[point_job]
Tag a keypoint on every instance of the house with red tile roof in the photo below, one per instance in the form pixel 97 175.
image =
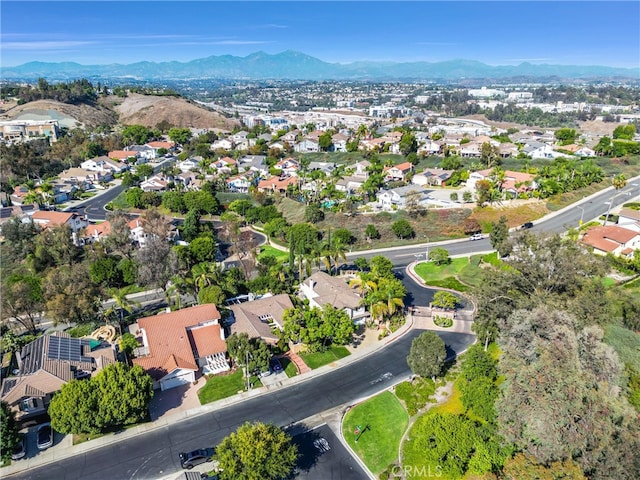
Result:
pixel 398 172
pixel 629 218
pixel 45 365
pixel 121 155
pixel 260 318
pixel 612 239
pixel 160 144
pixel 513 184
pixel 175 346
pixel 98 231
pixel 277 184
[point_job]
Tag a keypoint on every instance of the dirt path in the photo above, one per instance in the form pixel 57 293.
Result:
pixel 440 396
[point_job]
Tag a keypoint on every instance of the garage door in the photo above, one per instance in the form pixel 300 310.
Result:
pixel 176 380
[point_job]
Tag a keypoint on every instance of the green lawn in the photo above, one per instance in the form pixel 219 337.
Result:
pixel 444 275
pixel 461 274
pixel 387 420
pixel 318 359
pixel 625 342
pixel 289 367
pixel 223 386
pixel 268 250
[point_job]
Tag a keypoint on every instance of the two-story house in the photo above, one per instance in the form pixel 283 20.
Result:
pixel 45 365
pixel 322 289
pixel 175 346
pixel 398 172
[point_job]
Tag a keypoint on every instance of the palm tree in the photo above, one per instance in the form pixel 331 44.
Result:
pixel 120 304
pixel 619 182
pixel 364 283
pixel 205 274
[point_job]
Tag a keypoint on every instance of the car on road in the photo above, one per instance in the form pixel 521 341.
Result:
pixel 196 457
pixel 44 436
pixel 20 450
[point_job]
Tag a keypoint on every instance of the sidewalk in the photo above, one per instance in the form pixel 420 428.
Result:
pixel 70 204
pixel 64 449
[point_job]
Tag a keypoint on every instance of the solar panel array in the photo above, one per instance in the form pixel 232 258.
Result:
pixel 69 349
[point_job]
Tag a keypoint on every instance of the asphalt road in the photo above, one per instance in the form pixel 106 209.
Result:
pixel 587 210
pixel 93 207
pixel 155 454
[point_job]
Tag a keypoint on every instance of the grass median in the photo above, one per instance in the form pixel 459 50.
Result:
pixel 382 420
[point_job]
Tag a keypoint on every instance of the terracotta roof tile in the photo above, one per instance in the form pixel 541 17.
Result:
pixel 207 340
pixel 168 340
pixel 52 218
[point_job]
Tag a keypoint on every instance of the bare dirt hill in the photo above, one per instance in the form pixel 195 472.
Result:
pixel 69 116
pixel 150 110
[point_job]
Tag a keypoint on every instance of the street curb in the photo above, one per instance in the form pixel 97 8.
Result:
pixel 111 439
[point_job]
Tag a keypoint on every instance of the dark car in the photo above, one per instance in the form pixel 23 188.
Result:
pixel 196 457
pixel 20 450
pixel 45 436
pixel 276 366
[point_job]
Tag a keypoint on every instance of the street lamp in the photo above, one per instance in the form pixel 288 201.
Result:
pixel 426 255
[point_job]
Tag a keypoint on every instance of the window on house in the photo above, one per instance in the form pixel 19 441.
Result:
pixel 28 404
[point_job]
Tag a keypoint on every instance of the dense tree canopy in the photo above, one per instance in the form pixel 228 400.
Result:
pixel 318 328
pixel 115 397
pixel 561 395
pixel 256 452
pixel 427 355
pixel 8 431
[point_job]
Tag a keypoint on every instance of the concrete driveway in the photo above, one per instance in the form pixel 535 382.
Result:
pixel 175 400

——

ABOUT THIS EXERCISE:
Word for word, set down every record, keeping the images out.

EXERCISE RESULT:
[point_job]
Tag a keypoint on every instance of the house with red tile roof in the photo below, one per instance in the form pixel 97 175.
image =
Result:
pixel 398 172
pixel 629 218
pixel 45 365
pixel 121 155
pixel 260 318
pixel 612 239
pixel 160 144
pixel 513 184
pixel 175 346
pixel 98 231
pixel 277 184
[point_job]
Tag a keypoint on every instance of the dirt path in the photo above, one per instance in the form pixel 57 293.
Result:
pixel 440 396
[point_job]
Tag a keypoint on every instance of the garage door in the photo above, one per instance in the form pixel 300 310.
Result:
pixel 176 380
[point_job]
Tag a keypoint on every instance of the green lawn in the photo above, one per instance in the form pixel 219 337.
Result:
pixel 444 275
pixel 461 274
pixel 387 420
pixel 318 359
pixel 625 342
pixel 289 367
pixel 223 386
pixel 268 250
[point_job]
Tag a keypoint on every instance of the two-story house in the photo above, one per instance in the form pixel 283 20.
Result:
pixel 45 365
pixel 322 289
pixel 175 346
pixel 398 172
[point_job]
Tag a keypoint on every instance of the palm tree in the photo above, one per instance in the form pixel 331 44.
Result:
pixel 120 304
pixel 619 182
pixel 364 283
pixel 205 274
[point_job]
Tag a keypoint on every instance of the car on road in the photo above, one per instance in the form pixel 521 341.
Result:
pixel 196 457
pixel 44 436
pixel 20 450
[point_job]
Tag a keypoint on every instance of the sidewalk in the photo above, one per instance in the form pixel 420 428.
Result:
pixel 70 204
pixel 64 449
[point_job]
Tag a keypoint on every instance of the solar panel array in the photo above, one per instance in the form pixel 232 258.
Result:
pixel 69 349
[point_job]
Tag a keypoint on every instance of the asphalt road in the photo above, one per instance in the form pixel 106 209.
Result:
pixel 587 210
pixel 93 207
pixel 155 454
[point_job]
Tag a keypoint on every instance of the grass median in the photo above, one per instance in the form pixel 459 50.
Result:
pixel 382 420
[point_job]
Tag a keypoint on every instance of the terracotta roof tile in the photo above, one per instance in the form pixel 541 17.
Result:
pixel 207 340
pixel 168 340
pixel 52 218
[point_job]
Tag a keypoint on every instance of the bare dirt hill in the photo above, one per instance in the form pixel 195 472.
Result:
pixel 69 116
pixel 150 110
[point_job]
Tag a keypoint on every instance of the street curb in the photo above, one per instance in the form pixel 97 8.
Result:
pixel 111 439
[point_job]
Tag a keypoint on every instance of the dark car in the photo above, one per instance in the form pixel 23 188.
Result:
pixel 196 457
pixel 20 450
pixel 45 436
pixel 276 366
[point_job]
Tag a keypoint on every instance of the street lamp in the photo above, one per instance in the form pixel 288 201.
Result:
pixel 426 255
[point_job]
Tag a keypoint on every instance of the window on house in the photo above, one per instance in the form pixel 19 441.
Result:
pixel 28 404
[point_job]
Tag a keypoint on every instance of the dense tree canopy in the photo above, one per instance in the form pixel 228 400.
Result:
pixel 318 328
pixel 115 397
pixel 561 395
pixel 256 452
pixel 427 355
pixel 8 431
[point_job]
Tag a keypoint on every instance of the concrete driveway in the photo above, one per instance in the form pixel 535 382.
Result:
pixel 175 400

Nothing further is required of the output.